TEXT |
The test is concededly a most imprecise one, being “no calibrated yard stick,” id. 118 *283S.Ct. at 1717, and “laden with subjective assessments,” id. at 1722 (Kennedy, J. concurring). But it surely gets at what has to be determined — -whether government conduct has been simply “arbitrary,” without reason. And, some judicial guidelines have emerged to flesh out and put at least minimum bounds on the degree of culpability it seeks to capture.
Simple negligence never can suffice to make executive conduct conscience-shocking in the required sense, no matter what the right infringed or the injury inflicted. Id. at 1718(eiting Davidson v. Cannon, 474 U.S. 344, 347-48, 106 S.Ct. 668, 88 L.Ed.2d 677 (1986)). And while intended conduct is that “most likely” to meet the test, even that alone will not suffice; the conduct must be “intended to injure in some way unjustifiable by any government interest." Id. (emphasis added). What the test seeks to identify is conduct by executive officials which involves “abusing [their] power, or employing it as an instrument of oppression.” Collins, 503 U.S. at 126, 112 S.Ct. 1061 (quotation omitted). Finally, application of this test “demands an exact analysis of circumstances,” Lewis, 118 S.Ct. at 1718, because “ ‘[t]hat which may, in one setting, constitute a denial of fundamental fairness, shocking to the universal Sense of justice, may, in other circumstances, and in the light of other considerations, fall short of such denial.’ ” Id. at 1719 (quoting Betts v. Brady, 316 U.S. 455, 462, 62 S.Ct. 1252, 86 L.Ed. 1595 (1942)).
As a first step in applying the test to the specific conduct at issue here, we should take a look at how executive officials and courts generally may have responded to the problem of whether an erroneously released prisoner should be reincarcerated. Though unlikely to demonstrate conclusively that the executive act we assess was or was not “conscience-shocking,” hence arbitrary in the constitutional sense, the response of other officials and courts when confronted with generally comparable problems might provide helpful context for assessing its culpability. See id. 118 S.Ct. at 1717 n. 8.

EXTRACTED ENTRIES |
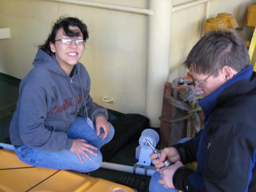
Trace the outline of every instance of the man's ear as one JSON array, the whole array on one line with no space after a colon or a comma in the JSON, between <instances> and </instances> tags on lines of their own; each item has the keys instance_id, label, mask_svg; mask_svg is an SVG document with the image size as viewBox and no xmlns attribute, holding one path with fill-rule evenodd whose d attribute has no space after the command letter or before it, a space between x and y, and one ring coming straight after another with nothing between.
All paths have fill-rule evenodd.
<instances>
[{"instance_id":1,"label":"man's ear","mask_svg":"<svg viewBox=\"0 0 256 192\"><path fill-rule=\"evenodd\" d=\"M55 45L52 42L50 42L50 48L51 48L51 50L52 52L55 53L56 52L55 50Z\"/></svg>"},{"instance_id":2,"label":"man's ear","mask_svg":"<svg viewBox=\"0 0 256 192\"><path fill-rule=\"evenodd\" d=\"M230 67L225 66L221 69L221 72L227 81L232 78L236 74L236 72Z\"/></svg>"}]
</instances>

TASK SET |
• 1. Reproduce verbatim the portion of the excerpt on the conscience-shocking standard starting with "The test is" and going on through "seeks to capture.".
• 2. Extend the excerpt on the conscience-shocking standard by writing the passage that follows its final sentence.

ANSWER SET |
• 1.
The test is concededly a most imprecise one, being “no calibrated yard stick,” id. 118 *283S.Ct. at 1717, and “laden with subjective assessments,” id. at 1722 (Kennedy, J. concurring). But it surely gets at what has to be determined — -whether government conduct has been simply “arbitrary,” without reason. And, some judicial guidelines have emerged to flesh out and put at least minimum bounds on the degree of culpability it seeks to capture.

• 2.
The first thing revealed by even a cursory look at the available sources — judicial decisions2 and academic commentary — is that cases involving government failures to take convicted criminals into custody and premature releases of prisoners are surprisingly widespread and recurring in both the state and federal penal systems. See Gabriel J. Chin, Getting Out of Jail Free: Sentence Credit for Periods of Mistaken Liberty, 45 Cath. U.L.Rev. 403 (1996) (collecting cases).3 The erroneous release here was not, therefore, to start with so unique an occurrence in overall penal system administration as by that fact alone to suggest arbitrariness in the overall administrative process.
*284Next, it would appear that traditional and contemporary executive practice once the error is discovered has been routinely to incarcerate, rejecting any administrative claims of entitlement to freedom.4 Neither, therefore, was the decision to reincarcerate here, rejecting the administrative claim, so much at odds with customary executive practice as to suggest arbitrariness on that account alone.
Looking past these general indications of the widespread extent of the phenomenon and the traditional executive practice in dealing with it to how the courts have dealt with it, we see several overlapping patterns that require differentiation for our purposes.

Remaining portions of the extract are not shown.